'Squid pro quo?'

Ticket deal between mayor, commissioner smells fishy

Unseemly. Petty. Spiteful.

Those are just a few ways to describe Mayor Deke Copenhaver’s offer – and subsequent withdrawal – of Get On Up premiere tickets to Augusta Commissioner Bill Fennoy during and after hiring deliberations for the next city administrator.

Clearly, Copenhaver’s offer of tickets to the James Brown biopic and after-party were contingent on Fennoy’s support of Oscar Rodriguez, the mayor’s pick to fill the vacant administrator position. When Fennoy’s support for Rodriguez vanished, so did the offer of tickets the mayor obtained through his personal co-sponsorship of the July 24 gala.

Though Copenhaver chalks up some of the controversy to a miscommunication between him and Fennoy, he acknowledges he initially rescinded his offer based on his “frustration with the commission for not making a decision.”

If that’s not quid pro quo, it sure smells like it.

“Squid pro quo,” perhaps?

> The records
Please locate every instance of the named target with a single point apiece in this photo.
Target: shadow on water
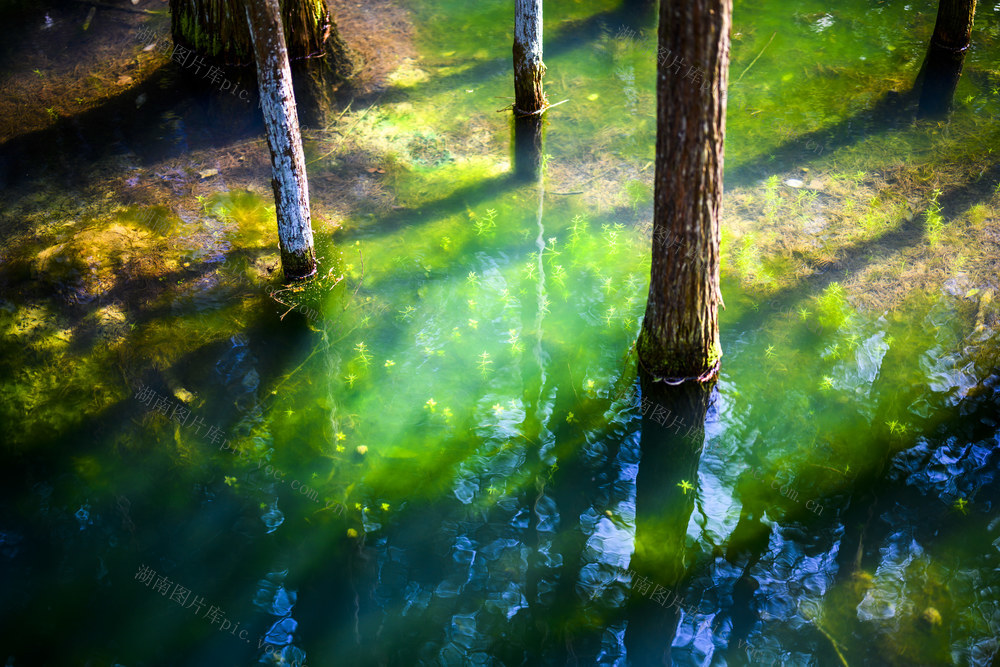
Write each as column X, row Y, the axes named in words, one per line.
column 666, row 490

---

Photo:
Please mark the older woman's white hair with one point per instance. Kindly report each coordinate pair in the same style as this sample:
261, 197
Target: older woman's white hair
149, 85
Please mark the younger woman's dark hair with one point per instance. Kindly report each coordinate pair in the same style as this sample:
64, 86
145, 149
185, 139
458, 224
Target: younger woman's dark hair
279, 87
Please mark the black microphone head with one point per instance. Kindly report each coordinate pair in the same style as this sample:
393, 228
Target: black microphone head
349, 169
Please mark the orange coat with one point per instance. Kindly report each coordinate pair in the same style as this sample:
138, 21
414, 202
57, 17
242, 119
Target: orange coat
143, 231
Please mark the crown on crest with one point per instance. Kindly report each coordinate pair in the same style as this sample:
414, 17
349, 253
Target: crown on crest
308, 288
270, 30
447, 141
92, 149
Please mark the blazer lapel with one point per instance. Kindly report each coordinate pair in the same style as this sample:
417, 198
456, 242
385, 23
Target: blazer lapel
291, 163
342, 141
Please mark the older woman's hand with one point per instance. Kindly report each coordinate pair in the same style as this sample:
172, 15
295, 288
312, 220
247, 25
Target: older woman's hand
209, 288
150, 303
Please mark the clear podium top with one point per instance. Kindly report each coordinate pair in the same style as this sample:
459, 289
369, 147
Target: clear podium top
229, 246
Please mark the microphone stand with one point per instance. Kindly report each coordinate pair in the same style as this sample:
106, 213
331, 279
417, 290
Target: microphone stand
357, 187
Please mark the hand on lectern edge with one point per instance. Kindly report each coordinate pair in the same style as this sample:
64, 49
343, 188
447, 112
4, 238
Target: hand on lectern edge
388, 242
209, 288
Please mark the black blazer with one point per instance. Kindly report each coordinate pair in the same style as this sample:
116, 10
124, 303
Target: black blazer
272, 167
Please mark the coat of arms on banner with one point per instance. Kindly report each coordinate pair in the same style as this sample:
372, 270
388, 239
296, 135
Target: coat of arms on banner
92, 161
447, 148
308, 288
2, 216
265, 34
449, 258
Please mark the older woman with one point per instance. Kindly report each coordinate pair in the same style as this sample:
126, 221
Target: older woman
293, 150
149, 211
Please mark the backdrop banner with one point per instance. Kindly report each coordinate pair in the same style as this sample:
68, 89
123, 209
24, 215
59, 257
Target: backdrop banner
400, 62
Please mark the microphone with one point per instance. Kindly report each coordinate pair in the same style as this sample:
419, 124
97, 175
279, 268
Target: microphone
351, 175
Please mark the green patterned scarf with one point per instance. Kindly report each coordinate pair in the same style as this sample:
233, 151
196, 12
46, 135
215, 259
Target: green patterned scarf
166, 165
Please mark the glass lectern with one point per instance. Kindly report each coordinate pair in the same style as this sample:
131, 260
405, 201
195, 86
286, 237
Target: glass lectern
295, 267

* * *

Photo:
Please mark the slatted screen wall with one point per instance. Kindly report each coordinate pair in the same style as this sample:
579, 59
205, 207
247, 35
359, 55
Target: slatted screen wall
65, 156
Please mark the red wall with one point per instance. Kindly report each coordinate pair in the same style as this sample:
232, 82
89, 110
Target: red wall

> Parts of the exercise
• A. In the editorial on the mayor's ticket offer, who was the mayor's pick to fill the vacant administrator position?
• B. Can you reproduce the entries word for word, from the line containing "Please locate every" down to the line containing "column 666, row 490", including both of those lines but leaving out the picture?
The editorial and the entries are unrelated material.

> Responses to the tasks
• A. Oscar Rodriguez

• B.
Please locate every instance of the named target with a single point apiece in this photo.
Target: shadow on water
Write each as column X, row Y, the axes named in words, one per line.
column 666, row 490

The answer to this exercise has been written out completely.